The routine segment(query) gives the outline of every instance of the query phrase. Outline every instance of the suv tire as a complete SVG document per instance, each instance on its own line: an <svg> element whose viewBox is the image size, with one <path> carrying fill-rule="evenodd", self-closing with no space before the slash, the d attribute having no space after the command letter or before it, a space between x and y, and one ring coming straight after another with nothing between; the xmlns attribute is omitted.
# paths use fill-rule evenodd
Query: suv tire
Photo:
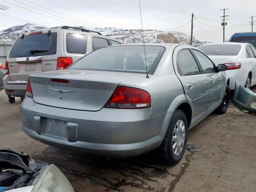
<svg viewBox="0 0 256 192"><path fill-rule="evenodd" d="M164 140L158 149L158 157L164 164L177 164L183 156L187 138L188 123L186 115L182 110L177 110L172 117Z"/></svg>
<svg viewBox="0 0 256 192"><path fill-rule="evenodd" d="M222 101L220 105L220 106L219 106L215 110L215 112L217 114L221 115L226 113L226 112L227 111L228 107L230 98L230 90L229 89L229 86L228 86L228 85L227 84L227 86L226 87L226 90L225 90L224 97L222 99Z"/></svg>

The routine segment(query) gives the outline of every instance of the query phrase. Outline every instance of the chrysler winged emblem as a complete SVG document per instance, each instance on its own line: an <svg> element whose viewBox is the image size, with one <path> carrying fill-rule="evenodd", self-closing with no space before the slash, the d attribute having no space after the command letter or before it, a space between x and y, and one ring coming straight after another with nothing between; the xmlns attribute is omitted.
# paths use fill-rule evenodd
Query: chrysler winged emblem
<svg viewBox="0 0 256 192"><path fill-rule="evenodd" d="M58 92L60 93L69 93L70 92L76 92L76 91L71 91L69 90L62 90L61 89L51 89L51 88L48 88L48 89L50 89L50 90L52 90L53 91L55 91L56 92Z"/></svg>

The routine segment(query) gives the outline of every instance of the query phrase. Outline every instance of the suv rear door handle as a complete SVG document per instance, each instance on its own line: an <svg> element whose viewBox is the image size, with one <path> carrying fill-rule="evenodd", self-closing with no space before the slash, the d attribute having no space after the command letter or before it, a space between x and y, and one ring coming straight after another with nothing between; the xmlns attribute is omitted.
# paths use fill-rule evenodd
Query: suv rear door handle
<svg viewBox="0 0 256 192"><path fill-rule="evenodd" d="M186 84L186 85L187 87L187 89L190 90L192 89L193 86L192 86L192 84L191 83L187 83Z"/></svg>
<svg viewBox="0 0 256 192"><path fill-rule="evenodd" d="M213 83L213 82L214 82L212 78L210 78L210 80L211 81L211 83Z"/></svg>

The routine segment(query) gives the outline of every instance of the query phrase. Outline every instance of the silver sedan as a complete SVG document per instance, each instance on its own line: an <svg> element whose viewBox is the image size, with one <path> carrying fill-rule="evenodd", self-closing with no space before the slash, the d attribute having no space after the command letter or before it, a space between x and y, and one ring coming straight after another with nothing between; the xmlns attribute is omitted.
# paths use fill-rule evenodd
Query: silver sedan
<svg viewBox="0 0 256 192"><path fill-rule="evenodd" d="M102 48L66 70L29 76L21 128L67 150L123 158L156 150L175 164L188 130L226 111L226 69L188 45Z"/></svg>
++++++++++
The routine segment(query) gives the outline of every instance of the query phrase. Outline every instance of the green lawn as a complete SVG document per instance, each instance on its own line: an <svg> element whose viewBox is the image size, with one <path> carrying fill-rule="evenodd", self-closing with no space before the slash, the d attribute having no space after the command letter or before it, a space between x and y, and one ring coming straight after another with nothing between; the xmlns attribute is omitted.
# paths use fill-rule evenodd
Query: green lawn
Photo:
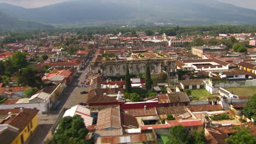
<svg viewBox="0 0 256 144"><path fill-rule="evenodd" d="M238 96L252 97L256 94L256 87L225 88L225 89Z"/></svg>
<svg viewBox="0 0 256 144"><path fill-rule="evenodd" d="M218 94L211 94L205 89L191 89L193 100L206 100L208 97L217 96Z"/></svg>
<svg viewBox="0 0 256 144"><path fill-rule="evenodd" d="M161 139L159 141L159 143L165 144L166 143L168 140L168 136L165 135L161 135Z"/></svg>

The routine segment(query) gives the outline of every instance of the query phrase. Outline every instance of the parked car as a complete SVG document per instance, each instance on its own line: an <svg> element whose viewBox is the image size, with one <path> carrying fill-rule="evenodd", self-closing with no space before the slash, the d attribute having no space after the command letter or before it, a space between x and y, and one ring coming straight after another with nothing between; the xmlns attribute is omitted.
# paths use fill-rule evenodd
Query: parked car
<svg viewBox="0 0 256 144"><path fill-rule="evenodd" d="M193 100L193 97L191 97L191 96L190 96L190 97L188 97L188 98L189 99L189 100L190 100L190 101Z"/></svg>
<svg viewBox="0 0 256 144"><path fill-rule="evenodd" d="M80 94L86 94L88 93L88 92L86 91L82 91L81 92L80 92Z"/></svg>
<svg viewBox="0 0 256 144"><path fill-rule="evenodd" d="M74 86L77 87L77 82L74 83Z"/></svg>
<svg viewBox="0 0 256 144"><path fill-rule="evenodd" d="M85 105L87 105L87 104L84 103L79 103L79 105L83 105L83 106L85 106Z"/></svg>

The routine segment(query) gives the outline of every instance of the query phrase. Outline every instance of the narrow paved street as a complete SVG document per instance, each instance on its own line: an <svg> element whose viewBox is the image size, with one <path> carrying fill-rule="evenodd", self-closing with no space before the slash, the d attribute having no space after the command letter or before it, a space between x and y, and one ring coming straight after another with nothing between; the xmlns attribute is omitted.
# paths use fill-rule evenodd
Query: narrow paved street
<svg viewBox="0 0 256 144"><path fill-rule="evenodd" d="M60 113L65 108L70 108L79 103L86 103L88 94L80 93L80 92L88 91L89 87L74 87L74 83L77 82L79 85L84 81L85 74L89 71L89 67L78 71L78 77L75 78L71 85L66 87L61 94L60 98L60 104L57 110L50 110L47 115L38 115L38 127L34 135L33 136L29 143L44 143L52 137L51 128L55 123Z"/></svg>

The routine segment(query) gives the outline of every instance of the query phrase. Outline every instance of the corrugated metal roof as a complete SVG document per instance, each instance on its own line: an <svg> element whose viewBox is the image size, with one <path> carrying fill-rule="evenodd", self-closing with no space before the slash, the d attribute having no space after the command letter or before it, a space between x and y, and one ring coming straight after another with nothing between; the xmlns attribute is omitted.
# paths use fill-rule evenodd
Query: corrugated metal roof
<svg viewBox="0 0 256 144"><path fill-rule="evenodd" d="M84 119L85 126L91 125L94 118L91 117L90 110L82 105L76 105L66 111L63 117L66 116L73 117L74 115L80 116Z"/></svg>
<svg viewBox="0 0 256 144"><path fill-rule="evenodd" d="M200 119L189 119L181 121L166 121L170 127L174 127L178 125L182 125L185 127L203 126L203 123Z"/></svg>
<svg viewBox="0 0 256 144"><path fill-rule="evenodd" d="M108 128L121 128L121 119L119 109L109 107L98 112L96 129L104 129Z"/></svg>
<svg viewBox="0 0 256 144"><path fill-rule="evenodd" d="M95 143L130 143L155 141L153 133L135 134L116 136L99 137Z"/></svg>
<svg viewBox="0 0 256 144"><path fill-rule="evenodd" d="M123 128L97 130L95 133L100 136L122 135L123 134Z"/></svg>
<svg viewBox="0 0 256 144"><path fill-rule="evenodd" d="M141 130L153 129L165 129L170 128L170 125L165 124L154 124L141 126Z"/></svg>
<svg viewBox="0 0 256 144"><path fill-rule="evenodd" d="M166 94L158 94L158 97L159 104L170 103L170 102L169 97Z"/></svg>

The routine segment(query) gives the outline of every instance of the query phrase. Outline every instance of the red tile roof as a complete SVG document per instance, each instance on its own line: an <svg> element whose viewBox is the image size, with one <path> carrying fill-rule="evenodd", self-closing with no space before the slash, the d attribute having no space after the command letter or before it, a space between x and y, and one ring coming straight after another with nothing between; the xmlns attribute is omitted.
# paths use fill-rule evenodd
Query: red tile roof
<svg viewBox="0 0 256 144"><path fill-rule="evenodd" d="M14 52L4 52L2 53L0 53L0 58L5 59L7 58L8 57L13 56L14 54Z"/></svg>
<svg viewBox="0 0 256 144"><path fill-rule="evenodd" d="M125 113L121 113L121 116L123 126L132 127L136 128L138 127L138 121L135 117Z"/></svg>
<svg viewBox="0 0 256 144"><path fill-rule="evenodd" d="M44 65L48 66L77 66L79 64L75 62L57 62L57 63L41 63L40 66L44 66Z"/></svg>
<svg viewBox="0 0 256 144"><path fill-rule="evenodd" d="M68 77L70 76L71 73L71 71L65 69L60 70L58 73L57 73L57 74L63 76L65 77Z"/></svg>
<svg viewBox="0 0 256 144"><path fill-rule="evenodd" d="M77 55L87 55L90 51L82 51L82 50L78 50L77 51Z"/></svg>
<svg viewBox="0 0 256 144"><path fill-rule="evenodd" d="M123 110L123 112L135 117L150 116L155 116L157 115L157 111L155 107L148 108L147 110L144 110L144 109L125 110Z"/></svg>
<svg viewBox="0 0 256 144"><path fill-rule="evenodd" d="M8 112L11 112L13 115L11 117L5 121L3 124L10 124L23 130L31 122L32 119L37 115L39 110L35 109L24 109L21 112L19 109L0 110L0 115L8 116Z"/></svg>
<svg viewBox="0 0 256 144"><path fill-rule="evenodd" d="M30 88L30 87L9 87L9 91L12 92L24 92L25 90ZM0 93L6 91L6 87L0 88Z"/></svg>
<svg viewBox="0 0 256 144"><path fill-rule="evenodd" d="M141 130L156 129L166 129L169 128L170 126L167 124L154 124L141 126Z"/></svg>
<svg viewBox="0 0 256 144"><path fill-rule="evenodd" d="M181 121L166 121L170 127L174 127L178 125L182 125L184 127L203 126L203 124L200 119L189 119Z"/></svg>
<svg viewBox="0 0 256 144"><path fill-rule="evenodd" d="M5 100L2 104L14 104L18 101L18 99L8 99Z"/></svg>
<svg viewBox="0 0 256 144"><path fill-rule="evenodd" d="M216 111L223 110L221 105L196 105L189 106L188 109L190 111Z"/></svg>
++++++++++
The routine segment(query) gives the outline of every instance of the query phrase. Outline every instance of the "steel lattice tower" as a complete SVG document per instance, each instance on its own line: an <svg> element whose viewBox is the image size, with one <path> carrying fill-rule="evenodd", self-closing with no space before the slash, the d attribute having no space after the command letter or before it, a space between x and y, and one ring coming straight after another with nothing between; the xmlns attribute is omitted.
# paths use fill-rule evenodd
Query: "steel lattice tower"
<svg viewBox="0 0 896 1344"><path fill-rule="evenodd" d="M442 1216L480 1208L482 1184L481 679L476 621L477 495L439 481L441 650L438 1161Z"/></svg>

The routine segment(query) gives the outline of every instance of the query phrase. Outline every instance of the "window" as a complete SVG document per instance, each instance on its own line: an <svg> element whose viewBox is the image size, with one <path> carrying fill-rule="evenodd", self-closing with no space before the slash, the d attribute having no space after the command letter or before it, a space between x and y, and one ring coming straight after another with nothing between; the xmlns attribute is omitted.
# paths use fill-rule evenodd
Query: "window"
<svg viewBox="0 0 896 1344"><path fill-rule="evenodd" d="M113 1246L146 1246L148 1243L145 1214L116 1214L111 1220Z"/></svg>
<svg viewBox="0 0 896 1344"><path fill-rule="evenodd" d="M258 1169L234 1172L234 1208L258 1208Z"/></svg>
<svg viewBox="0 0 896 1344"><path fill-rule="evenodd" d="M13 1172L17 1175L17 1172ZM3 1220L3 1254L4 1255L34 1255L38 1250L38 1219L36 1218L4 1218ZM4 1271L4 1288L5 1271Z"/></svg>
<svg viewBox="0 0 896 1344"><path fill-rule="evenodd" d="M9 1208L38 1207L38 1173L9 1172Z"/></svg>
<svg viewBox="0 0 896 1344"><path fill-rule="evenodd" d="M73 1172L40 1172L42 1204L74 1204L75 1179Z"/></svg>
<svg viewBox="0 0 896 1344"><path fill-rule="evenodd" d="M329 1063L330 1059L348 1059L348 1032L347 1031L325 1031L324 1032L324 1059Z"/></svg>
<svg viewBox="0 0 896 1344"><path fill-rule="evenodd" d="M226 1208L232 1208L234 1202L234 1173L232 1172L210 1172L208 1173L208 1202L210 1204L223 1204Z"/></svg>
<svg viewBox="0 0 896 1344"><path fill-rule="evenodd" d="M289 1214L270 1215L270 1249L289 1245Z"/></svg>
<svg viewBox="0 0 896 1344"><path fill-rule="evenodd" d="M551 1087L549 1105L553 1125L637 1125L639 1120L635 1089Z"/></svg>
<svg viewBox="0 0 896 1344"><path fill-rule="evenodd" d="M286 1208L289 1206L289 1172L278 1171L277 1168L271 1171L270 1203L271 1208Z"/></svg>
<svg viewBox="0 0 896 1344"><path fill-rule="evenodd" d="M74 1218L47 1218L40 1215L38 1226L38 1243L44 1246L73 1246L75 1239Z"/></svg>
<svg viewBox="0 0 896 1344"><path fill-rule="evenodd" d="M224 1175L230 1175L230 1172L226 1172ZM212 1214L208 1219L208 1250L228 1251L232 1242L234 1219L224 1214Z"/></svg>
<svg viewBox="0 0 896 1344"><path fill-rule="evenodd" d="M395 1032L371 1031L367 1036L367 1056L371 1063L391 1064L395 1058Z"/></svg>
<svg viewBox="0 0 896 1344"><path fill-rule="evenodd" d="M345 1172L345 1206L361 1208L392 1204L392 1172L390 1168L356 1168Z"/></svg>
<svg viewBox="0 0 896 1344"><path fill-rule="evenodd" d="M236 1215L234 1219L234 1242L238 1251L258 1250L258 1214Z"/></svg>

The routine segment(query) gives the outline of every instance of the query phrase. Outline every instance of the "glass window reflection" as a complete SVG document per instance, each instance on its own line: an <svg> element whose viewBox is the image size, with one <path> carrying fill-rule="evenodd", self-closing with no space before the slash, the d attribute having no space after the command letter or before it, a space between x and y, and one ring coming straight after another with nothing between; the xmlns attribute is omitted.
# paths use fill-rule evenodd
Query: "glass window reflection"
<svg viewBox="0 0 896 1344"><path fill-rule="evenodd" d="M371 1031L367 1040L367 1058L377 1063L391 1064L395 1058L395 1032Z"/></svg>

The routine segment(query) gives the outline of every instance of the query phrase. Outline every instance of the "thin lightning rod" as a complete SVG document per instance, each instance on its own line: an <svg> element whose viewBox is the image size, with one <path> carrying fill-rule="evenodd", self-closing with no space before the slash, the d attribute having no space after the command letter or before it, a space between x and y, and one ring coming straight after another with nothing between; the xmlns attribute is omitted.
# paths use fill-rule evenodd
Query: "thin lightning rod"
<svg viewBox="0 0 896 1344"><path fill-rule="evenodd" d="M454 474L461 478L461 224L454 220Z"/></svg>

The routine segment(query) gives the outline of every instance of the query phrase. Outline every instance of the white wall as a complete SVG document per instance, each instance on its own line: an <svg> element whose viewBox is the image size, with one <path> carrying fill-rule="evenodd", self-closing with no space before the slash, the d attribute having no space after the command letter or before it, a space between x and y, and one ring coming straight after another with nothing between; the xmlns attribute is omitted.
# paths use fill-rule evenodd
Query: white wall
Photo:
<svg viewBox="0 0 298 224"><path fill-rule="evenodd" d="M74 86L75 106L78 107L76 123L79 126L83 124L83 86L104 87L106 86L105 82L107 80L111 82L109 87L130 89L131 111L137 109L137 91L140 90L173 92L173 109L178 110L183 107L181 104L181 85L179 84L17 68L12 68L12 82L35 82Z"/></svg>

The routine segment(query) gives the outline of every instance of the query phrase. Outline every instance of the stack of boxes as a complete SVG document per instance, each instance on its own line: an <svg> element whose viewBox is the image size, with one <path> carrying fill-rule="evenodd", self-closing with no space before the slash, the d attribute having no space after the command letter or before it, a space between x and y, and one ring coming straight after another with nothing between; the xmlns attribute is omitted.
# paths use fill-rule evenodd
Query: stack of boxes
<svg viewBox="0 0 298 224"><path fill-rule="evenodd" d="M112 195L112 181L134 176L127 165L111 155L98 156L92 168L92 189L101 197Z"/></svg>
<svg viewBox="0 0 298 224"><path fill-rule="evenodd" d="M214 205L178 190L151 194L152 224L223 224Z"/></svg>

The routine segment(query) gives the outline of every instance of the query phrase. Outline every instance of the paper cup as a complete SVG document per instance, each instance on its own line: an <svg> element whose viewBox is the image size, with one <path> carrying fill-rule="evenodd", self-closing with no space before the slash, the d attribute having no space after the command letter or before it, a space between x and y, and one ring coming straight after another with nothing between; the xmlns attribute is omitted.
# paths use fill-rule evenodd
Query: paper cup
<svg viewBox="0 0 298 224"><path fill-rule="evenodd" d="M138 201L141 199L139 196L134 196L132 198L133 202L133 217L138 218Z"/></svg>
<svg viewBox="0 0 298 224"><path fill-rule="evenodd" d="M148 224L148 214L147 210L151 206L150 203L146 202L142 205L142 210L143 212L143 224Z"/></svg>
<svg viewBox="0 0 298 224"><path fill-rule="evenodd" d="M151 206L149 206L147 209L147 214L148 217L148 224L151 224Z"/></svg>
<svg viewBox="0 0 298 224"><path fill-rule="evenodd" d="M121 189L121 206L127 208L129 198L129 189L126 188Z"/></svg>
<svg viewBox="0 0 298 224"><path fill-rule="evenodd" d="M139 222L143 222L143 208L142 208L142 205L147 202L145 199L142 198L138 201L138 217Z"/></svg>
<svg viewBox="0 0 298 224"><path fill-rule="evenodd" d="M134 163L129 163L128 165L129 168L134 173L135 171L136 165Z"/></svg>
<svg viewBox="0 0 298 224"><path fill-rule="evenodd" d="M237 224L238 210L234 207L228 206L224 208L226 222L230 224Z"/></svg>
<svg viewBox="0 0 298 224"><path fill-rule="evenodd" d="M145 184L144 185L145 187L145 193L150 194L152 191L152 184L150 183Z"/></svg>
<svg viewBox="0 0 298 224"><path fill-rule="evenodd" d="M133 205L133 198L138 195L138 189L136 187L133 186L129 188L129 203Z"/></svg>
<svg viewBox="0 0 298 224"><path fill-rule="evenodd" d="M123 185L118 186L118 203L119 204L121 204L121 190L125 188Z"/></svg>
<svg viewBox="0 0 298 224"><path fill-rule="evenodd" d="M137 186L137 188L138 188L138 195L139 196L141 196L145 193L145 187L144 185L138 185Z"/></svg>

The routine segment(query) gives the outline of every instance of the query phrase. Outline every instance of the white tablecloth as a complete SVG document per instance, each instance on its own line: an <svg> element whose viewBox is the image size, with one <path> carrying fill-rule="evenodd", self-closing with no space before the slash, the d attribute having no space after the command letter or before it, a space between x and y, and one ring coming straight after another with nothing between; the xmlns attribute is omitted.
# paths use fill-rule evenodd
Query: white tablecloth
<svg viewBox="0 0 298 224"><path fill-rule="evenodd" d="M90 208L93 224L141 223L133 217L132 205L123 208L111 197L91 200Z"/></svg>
++++++++++
_Directions_:
Count the lines in the rows that contain the string "steel", matching case exactly, and give only the number.

_Full output_:
2